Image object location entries
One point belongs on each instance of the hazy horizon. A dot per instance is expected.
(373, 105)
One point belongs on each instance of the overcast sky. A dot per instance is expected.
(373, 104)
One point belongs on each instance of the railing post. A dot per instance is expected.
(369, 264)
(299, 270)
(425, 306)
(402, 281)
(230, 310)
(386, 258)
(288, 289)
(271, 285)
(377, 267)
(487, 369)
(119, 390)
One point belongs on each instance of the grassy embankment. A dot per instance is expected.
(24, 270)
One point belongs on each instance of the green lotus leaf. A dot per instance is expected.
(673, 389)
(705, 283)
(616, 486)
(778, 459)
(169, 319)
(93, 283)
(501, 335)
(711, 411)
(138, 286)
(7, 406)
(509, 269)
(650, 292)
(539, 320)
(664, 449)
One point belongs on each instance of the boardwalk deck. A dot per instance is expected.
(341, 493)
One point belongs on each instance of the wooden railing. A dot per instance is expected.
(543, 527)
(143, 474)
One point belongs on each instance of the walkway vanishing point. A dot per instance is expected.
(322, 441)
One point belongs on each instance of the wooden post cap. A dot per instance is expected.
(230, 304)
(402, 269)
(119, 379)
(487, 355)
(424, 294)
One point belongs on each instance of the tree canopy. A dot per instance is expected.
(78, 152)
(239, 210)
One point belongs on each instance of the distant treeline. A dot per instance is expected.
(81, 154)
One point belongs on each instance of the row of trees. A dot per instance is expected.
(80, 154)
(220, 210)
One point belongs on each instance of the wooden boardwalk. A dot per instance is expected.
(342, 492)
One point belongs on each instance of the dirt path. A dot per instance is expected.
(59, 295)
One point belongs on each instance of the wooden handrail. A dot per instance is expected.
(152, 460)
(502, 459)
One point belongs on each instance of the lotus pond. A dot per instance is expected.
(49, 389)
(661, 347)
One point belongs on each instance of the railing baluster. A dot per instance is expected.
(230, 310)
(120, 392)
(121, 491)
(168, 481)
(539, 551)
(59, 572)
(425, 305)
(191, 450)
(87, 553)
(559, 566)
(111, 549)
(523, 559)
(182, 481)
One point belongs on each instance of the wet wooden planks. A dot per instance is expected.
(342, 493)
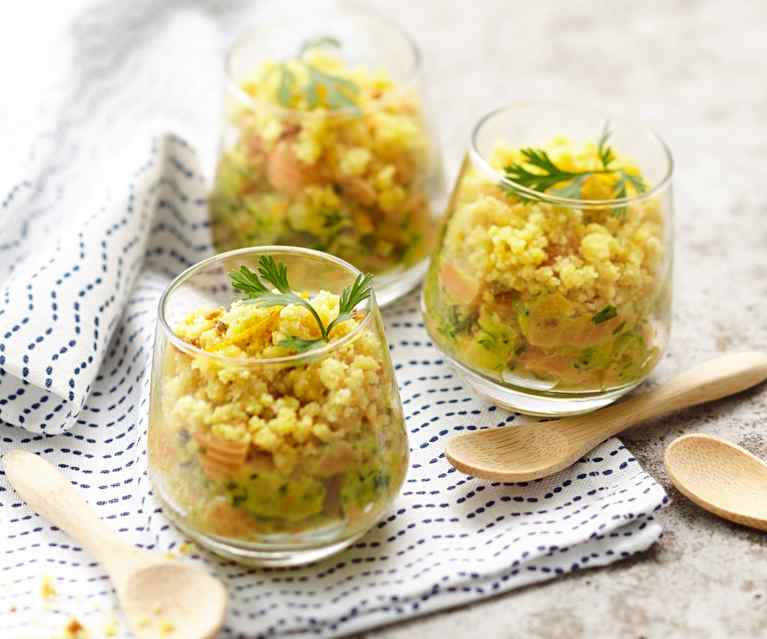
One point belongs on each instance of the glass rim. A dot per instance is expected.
(539, 196)
(246, 36)
(298, 358)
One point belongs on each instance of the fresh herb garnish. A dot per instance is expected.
(335, 91)
(251, 284)
(607, 313)
(285, 90)
(538, 172)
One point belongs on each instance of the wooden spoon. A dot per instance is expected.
(531, 451)
(160, 597)
(721, 477)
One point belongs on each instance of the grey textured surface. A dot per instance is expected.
(696, 72)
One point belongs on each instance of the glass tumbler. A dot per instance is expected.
(327, 144)
(278, 461)
(550, 290)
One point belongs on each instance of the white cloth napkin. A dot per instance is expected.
(83, 261)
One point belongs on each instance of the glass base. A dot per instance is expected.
(538, 403)
(254, 554)
(392, 286)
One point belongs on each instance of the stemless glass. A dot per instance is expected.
(555, 302)
(320, 450)
(327, 145)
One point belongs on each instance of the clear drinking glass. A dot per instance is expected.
(327, 144)
(320, 450)
(555, 301)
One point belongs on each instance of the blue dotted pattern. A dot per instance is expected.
(449, 538)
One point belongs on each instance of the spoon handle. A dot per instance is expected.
(51, 495)
(715, 379)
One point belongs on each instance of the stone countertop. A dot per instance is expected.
(697, 73)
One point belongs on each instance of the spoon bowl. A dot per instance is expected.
(720, 477)
(161, 597)
(172, 598)
(532, 451)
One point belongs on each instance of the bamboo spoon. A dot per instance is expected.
(721, 477)
(531, 451)
(160, 597)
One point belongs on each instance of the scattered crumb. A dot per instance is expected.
(75, 630)
(47, 591)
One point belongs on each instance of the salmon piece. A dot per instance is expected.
(286, 172)
(459, 285)
(219, 457)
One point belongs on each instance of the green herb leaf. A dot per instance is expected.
(607, 313)
(606, 154)
(338, 92)
(538, 172)
(351, 296)
(274, 273)
(247, 282)
(301, 345)
(319, 41)
(256, 292)
(285, 90)
(251, 284)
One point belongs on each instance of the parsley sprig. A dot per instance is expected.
(335, 91)
(252, 285)
(538, 172)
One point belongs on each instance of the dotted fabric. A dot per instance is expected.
(77, 311)
(449, 538)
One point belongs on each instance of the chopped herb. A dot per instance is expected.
(333, 218)
(338, 92)
(238, 499)
(251, 284)
(321, 88)
(538, 172)
(488, 340)
(607, 313)
(301, 345)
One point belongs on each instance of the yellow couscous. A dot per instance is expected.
(328, 157)
(245, 448)
(527, 290)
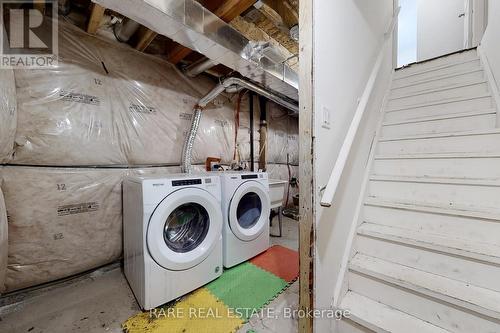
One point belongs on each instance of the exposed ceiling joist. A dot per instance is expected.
(145, 37)
(254, 33)
(261, 21)
(96, 15)
(282, 9)
(227, 11)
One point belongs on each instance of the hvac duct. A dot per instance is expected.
(190, 24)
(125, 29)
(216, 91)
(199, 67)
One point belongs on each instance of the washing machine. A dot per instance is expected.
(172, 235)
(246, 208)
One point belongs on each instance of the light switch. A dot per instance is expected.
(325, 117)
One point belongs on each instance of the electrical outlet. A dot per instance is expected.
(325, 114)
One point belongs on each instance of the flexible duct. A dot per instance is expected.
(187, 151)
(216, 91)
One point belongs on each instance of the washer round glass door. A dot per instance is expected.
(249, 210)
(184, 228)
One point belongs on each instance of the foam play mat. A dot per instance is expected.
(227, 303)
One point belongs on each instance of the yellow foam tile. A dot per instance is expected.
(199, 312)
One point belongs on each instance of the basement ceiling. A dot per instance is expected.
(267, 22)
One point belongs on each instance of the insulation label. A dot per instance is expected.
(141, 108)
(79, 98)
(221, 122)
(185, 116)
(77, 208)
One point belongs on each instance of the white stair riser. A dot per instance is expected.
(484, 197)
(437, 96)
(445, 70)
(485, 143)
(461, 227)
(425, 308)
(398, 89)
(348, 326)
(455, 267)
(429, 65)
(439, 109)
(439, 167)
(476, 122)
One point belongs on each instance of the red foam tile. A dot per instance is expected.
(279, 261)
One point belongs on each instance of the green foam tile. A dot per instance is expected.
(246, 286)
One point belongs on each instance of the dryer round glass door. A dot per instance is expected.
(249, 210)
(184, 228)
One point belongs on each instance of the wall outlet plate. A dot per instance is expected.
(325, 117)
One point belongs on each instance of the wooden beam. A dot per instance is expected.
(256, 34)
(146, 36)
(95, 20)
(306, 170)
(227, 12)
(287, 14)
(280, 34)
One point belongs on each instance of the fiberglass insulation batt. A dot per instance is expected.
(106, 104)
(62, 221)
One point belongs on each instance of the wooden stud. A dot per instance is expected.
(226, 12)
(40, 5)
(146, 36)
(95, 20)
(306, 173)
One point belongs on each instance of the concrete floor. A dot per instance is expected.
(102, 300)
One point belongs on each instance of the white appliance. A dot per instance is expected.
(246, 208)
(172, 235)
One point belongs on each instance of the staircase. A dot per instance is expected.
(427, 254)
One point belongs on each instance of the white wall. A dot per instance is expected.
(479, 20)
(439, 29)
(347, 38)
(491, 39)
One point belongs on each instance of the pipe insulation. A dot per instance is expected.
(187, 150)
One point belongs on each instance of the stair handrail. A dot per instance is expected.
(334, 180)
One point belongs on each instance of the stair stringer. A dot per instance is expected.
(341, 287)
(492, 83)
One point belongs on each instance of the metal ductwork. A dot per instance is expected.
(230, 82)
(199, 67)
(192, 25)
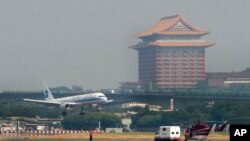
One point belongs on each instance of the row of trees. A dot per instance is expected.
(235, 112)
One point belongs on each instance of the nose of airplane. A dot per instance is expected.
(105, 98)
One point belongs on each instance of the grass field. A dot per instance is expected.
(138, 136)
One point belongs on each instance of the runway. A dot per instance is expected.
(106, 137)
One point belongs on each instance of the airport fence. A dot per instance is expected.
(45, 132)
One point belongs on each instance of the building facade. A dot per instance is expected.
(172, 54)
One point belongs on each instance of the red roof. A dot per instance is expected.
(173, 25)
(182, 44)
(174, 44)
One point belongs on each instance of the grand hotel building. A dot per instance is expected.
(172, 54)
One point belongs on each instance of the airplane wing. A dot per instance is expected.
(109, 101)
(88, 103)
(43, 102)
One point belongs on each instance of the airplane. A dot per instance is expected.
(198, 131)
(221, 127)
(66, 103)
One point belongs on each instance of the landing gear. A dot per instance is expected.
(82, 113)
(98, 107)
(64, 113)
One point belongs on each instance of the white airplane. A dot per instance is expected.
(92, 99)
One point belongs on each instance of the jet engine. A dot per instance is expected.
(97, 106)
(65, 106)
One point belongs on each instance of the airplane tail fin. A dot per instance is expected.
(47, 94)
(213, 128)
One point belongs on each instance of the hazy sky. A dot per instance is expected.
(85, 42)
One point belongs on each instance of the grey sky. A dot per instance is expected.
(85, 42)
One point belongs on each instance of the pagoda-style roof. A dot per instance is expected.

Task statement
Restate the final lines of the listing above word for word, beginning at the line that contains "One point belongs on each instance of the airplane wing.".

Reply
One point belongs on each instance of the airplane wing. A dot per instance is expected.
(109, 101)
(88, 103)
(43, 102)
One point belongs on each instance of the airplane. A dot per instance is expected.
(198, 131)
(221, 127)
(66, 103)
One point belongs on each instance of the landing gear. A dot per instance is expected.
(82, 113)
(98, 107)
(64, 113)
One point belongs on each instance of the white airplane. A dot per instance is expected.
(92, 99)
One point belongs on each instance of the jet engine. A dot per instance is expected.
(97, 106)
(65, 106)
One point belongs on each instance of the airplane tail fin. A dot per instance is expected.
(47, 94)
(213, 128)
One point belongs on each instance of the hazy sky. A dot per instance is expected.
(85, 42)
One point belongs on each instance of the grey sky. A dot per instance is expected.
(85, 42)
One point belongs on each instance of the pagoda-style roof. A dot per instance is expected.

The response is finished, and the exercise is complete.